[MATERIAL TO PROCESS Boundary: Start]
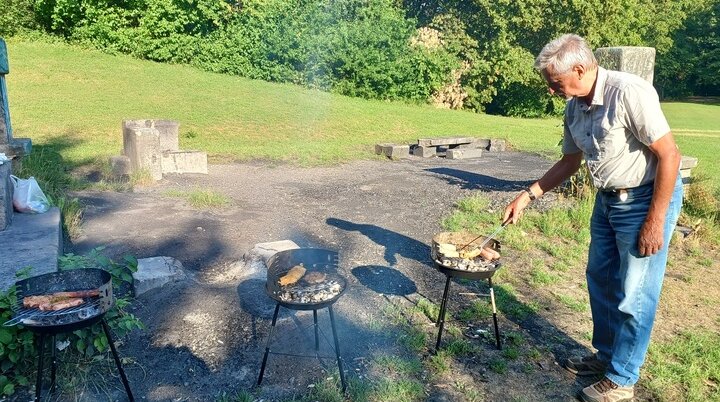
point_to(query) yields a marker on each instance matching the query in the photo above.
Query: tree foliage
(692, 65)
(367, 48)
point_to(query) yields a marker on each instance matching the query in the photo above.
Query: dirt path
(206, 336)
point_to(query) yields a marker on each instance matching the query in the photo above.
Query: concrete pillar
(630, 59)
(167, 129)
(142, 146)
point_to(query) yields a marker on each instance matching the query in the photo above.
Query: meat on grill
(293, 275)
(58, 300)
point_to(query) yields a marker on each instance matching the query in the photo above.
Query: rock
(155, 272)
(264, 251)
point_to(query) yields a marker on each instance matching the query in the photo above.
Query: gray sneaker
(588, 365)
(607, 391)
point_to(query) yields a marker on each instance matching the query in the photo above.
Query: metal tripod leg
(492, 301)
(317, 338)
(441, 315)
(38, 382)
(337, 348)
(267, 344)
(126, 384)
(53, 365)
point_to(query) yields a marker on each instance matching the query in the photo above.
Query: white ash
(311, 294)
(464, 264)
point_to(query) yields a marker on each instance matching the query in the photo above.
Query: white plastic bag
(28, 196)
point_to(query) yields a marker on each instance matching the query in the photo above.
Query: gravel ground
(206, 335)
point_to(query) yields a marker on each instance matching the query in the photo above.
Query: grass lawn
(74, 100)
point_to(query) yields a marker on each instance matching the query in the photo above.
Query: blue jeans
(624, 286)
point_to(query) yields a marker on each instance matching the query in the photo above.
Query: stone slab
(33, 240)
(155, 272)
(6, 193)
(630, 59)
(184, 162)
(397, 151)
(688, 162)
(463, 153)
(497, 145)
(263, 251)
(433, 142)
(423, 151)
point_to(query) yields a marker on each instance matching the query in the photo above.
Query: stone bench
(686, 165)
(456, 147)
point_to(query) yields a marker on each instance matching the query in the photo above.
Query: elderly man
[MATERIAL TO PROCESS Boundary: End]
The expected output is every entry, retyped exactly, with all pictures removed.

» ANSWER TO THIS TASK:
point_to(query) yields a marker on each instance matching the query in the photo above.
Query: tree foliage
(692, 65)
(367, 48)
point_to(query) yields a marker on each instance matching the query in the photo above.
Query: dirt path
(206, 336)
point_to(query) yields a marker on each instance matching the query in the photo above.
Query: concrete pillar
(630, 59)
(167, 129)
(142, 146)
point_to(query) yields a marker on each instance matching the query in the photo above.
Query: meat on grill
(293, 275)
(58, 300)
point_to(query) yields a marker on each instance matching the query in the photo above.
Query: rock
(155, 272)
(264, 251)
point_to(query) yields a marker on each instance matching the query in the photo above.
Query: gray sneaker
(588, 365)
(607, 391)
point_to(query) yields a marker on each instance matching the query in the photo above.
Query: metal tripod leg
(492, 301)
(317, 338)
(441, 315)
(38, 382)
(337, 348)
(267, 344)
(126, 384)
(53, 365)
point_to(query) yields a marker on each instance matching the query in the photo above.
Query: white ash
(311, 294)
(464, 264)
point_to(query) yields a marker on each instance matching the query in the photo above.
Query: white plastic bag
(28, 196)
point_to(query) yields a marker on each instance matching the query in the photo above.
Query: gravel ground
(206, 335)
point_to(query) yields a marker on each instance matching the query in the photo above.
Query: grass lawn
(74, 100)
point_to(query) yields a marker on each instance matching the query in the photo above.
Query: blue jeans
(624, 286)
point_to(query) yields a marker on each instance matching the query in the photo above.
Query: stone slab
(33, 240)
(155, 272)
(6, 193)
(630, 59)
(184, 162)
(397, 151)
(688, 162)
(463, 153)
(497, 145)
(263, 251)
(433, 142)
(423, 151)
point_to(query) yields a marker on each instance matching the query in the photo above.
Query: stone bench
(686, 165)
(456, 147)
point_to(query) yields a marker on each instance matching the query in the photo above.
Query: elderly man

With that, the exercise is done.